= Do this =
Look below for the line with "of the wall-mounted". Extract that line and each one after it through the last, word for word.
BEGIN Information supplied
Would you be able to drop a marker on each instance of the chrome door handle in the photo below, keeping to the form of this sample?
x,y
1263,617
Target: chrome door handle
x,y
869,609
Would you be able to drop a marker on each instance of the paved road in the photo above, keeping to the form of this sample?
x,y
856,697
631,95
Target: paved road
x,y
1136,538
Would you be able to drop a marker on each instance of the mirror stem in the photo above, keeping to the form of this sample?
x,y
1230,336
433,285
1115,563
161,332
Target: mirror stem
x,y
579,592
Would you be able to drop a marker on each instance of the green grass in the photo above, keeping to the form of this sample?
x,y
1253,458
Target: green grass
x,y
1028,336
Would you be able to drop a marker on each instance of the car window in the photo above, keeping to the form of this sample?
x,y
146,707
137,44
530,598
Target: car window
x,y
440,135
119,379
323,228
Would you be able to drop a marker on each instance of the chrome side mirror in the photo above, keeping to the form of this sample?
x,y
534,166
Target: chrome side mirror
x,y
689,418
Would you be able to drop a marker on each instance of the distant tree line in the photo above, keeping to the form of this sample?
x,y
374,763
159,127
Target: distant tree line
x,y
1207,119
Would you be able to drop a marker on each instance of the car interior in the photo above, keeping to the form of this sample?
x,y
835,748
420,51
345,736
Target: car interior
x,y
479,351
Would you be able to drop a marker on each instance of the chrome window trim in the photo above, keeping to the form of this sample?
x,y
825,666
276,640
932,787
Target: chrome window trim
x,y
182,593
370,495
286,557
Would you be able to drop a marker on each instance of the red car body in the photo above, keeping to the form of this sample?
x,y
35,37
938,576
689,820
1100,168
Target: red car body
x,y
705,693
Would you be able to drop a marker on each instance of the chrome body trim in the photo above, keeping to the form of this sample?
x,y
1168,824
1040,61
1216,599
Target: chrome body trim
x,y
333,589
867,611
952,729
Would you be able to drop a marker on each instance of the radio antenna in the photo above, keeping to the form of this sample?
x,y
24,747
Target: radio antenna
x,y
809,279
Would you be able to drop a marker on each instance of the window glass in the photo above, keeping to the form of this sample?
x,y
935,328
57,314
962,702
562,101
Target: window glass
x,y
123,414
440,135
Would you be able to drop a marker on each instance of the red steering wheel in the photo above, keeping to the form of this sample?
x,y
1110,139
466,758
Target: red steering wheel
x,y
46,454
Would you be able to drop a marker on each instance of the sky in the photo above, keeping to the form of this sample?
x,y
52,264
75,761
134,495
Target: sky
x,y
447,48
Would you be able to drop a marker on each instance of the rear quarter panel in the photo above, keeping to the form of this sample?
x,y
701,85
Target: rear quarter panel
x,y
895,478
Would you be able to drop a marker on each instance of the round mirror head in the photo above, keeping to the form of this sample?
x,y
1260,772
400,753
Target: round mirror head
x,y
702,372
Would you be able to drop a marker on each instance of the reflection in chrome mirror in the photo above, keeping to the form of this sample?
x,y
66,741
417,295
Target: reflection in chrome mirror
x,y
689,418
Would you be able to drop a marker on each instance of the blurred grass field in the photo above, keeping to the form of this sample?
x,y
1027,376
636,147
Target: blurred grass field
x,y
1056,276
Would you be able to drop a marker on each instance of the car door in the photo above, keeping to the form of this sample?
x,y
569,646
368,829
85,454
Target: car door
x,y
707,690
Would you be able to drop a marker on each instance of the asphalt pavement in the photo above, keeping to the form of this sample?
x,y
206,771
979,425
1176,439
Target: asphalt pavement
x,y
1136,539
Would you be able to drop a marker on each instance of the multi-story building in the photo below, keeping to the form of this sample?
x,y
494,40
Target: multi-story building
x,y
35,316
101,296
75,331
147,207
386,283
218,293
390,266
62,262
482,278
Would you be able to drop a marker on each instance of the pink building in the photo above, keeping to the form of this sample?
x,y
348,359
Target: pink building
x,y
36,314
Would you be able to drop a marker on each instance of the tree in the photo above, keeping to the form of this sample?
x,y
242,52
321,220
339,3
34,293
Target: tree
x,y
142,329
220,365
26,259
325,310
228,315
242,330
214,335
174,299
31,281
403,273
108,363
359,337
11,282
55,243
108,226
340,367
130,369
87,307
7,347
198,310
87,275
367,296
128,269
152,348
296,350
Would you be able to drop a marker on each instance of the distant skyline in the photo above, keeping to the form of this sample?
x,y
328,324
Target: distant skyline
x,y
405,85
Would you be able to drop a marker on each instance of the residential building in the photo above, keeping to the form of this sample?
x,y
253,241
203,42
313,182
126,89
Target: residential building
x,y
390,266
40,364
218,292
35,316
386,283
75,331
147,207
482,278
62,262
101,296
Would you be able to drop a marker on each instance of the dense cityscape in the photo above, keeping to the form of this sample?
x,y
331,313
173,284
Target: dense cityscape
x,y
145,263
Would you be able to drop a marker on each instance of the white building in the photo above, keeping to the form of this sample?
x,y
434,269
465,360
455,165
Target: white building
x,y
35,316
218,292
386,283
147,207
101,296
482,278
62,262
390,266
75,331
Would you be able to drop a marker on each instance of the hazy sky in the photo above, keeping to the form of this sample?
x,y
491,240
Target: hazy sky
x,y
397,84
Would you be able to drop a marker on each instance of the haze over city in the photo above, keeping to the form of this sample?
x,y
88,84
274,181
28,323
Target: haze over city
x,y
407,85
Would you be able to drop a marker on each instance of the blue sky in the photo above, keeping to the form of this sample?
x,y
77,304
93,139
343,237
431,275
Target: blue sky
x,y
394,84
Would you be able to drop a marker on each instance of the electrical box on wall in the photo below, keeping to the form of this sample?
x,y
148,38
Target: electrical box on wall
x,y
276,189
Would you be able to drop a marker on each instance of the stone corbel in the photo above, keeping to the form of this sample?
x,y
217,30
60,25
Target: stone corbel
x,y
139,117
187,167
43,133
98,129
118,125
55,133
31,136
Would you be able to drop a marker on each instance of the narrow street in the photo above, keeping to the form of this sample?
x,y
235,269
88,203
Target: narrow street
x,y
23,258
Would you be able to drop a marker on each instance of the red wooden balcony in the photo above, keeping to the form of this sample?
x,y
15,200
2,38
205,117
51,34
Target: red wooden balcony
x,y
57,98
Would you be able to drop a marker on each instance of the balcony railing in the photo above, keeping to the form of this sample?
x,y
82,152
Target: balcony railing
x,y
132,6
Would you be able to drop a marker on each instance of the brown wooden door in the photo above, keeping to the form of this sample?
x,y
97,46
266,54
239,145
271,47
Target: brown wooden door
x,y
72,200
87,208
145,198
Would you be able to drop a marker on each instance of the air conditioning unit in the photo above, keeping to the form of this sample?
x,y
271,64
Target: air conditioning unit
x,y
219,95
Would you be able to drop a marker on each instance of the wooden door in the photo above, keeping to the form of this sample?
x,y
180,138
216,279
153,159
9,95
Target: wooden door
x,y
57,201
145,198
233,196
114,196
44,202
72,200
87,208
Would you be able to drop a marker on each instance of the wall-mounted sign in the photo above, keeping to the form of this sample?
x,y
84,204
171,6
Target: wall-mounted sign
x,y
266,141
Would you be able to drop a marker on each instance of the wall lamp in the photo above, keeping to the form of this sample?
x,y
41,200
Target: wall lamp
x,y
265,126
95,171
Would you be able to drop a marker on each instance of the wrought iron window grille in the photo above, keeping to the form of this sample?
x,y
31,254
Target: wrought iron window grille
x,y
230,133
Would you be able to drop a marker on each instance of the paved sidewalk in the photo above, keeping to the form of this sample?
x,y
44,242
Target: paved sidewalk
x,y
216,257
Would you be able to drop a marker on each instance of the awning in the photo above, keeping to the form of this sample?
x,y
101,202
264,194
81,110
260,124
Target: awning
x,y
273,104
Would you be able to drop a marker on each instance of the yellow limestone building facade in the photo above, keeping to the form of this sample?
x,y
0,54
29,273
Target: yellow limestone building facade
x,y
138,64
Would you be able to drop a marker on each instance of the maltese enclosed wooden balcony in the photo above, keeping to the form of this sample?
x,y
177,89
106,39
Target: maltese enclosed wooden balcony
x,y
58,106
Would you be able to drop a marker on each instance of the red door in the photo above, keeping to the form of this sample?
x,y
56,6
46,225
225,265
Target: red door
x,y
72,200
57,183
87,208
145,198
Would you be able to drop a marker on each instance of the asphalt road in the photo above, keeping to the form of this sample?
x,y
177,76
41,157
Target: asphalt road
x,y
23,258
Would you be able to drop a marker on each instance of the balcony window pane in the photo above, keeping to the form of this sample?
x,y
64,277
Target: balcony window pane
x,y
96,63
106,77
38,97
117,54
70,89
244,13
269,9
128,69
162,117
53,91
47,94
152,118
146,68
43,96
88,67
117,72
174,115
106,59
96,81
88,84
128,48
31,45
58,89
END Information supplied
= Answer to the task =
Would you be able to drop a marker on each instance of the wall-mounted sign in the photo above, keeping to the form of this sample?
x,y
84,204
171,6
Target: wall-mounted sign
x,y
266,141
Would you be able to drop a marker on each instance of the wall lamp in the photo above, keeping to the form of this sample?
x,y
41,200
Target: wall lamp
x,y
265,126
95,171
Would you be able to drop a marker on each instance of the wrought iron window grille in the photo above, keeping to the form of this sample?
x,y
31,254
Target: wrought iron window grille
x,y
230,133
Would you be able to drop a marker on each instance of the paved sidewalk in the photo above, keeping to the form of this sample?
x,y
44,242
Target: paved sidewalk
x,y
216,257
Would you be able to drop a marker on each instance of the awning in the photo above, keeping to the form of this sample?
x,y
101,202
264,194
81,110
260,124
Target: awning
x,y
273,104
Would you be able to drop a marker on each instance of the yellow limestone building facade in the photo above, keeping to the form of this sample?
x,y
0,54
29,273
Target: yellow limestone building facade
x,y
138,64
Would you be able to drop a marker on each instance of the maltese enclosed wooden balcony in the photo above, keeping to the form of this sample?
x,y
177,89
106,39
Target: maltese enclosed wooden balcony
x,y
58,106
Would you be able to drop a marker on each instance of the red door in the photo above, keeping to the form of this sample?
x,y
56,6
46,225
225,265
Target: red door
x,y
72,200
57,183
87,208
145,198
Would you be able to drop a marker on each instance of the asphalt road in the photo above, keeping to the form of this sample?
x,y
177,76
41,157
Target: asphalt road
x,y
23,258
Would you be able to drop a marker on each instance of the balcony window pane in the photo above, keeping to the form of this sample?
x,y
64,277
Target: balcony window pane
x,y
96,63
106,77
38,97
117,54
70,89
244,13
269,9
128,69
162,117
53,91
47,94
152,118
146,68
43,96
88,67
117,72
174,115
106,59
96,81
88,84
128,48
31,45
58,89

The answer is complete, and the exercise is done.